Scientists make cells that enable the sense of touch
Researchers at the Eli and Edythe Broad Center of Regenerative Medicine and Stem Cell Research at UCLA have, for the first time, coaxed human stem cells to become sensory interneurons—the cells that give us our sense of touch. The new protocol could be a step toward stem cell-based therapies to restore sensation in paralyzed people who have lost feeling in parts of their body.
The study, which was led by Samantha Butler, a UCLA associate professor of neurobiology and member of the Broad Stem Cell Research Center, was published today in the journal Stem Cell Reports.
Sensory interneurons, a class of neurons in the spinal cord, are responsible for relaying information from throughout the body to the central nervous system, which enables the sense of touch. The lack of a sense of touch greatly affects people who are paralyzed. For example, they often cannot feel the touch of another person, and the inability to feel pain leaves them susceptible to burns from inadvertent contact with a hot surface.
"The field has for a long time focused on making people walk again," said Butler, the study's senior author. "'Making people feel again doesn't have quite the same ring. But to walk, you need to be able to feel and to sense your body in space; the two processes really go hand in glove."
In a separate study, published in September by the journal eLife, Butler and her colleagues discovered how signals from a family of proteins called bone morphogenetic proteins, or BMPs, influence the development of sensory interneurons in chicken embryos. The Stem Cell Reports research applies those findings to human stem cells in the lab.

▶ _Exercise details_: Reproduce the passage of the article on stem cell–derived touch neurons verbatim, starting with "The study, which" and going on through "Stem Cell Reports.". The data that come next have no connection to the article on stem cell–derived touch neurons.

▶ _Given material_:
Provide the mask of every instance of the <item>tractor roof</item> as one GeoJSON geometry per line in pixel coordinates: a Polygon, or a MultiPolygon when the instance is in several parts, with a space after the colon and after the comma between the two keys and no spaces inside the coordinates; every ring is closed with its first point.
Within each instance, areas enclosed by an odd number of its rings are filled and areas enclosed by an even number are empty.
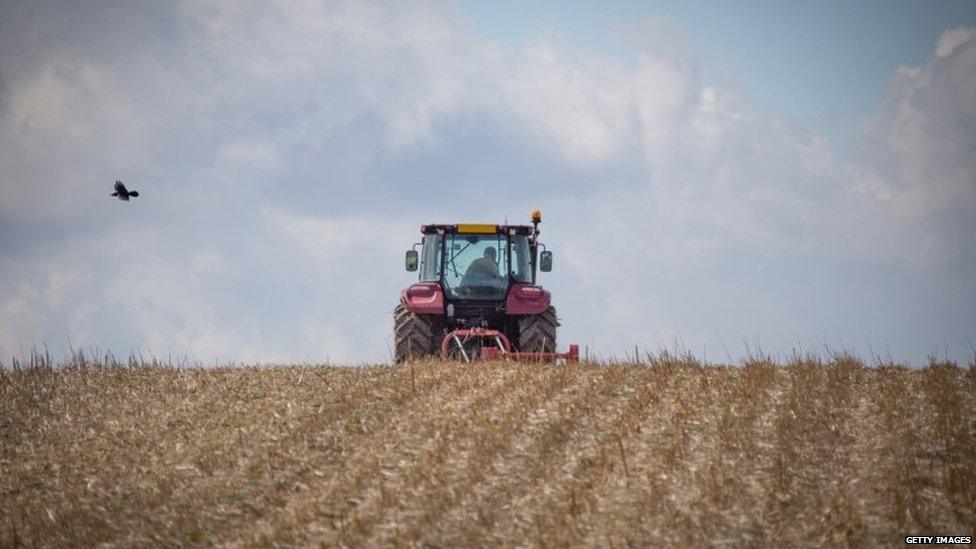
{"type": "Polygon", "coordinates": [[[424,234],[442,231],[460,234],[508,234],[513,230],[515,234],[531,235],[533,228],[532,225],[496,225],[494,223],[431,223],[420,226],[420,232],[424,234]]]}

▶ _Finished exercise_:
The study, which was led by Samantha Butler, a UCLA associate professor of neurobiology and member of the Broad Stem Cell Research Center, was published today in the journal Stem Cell Reports.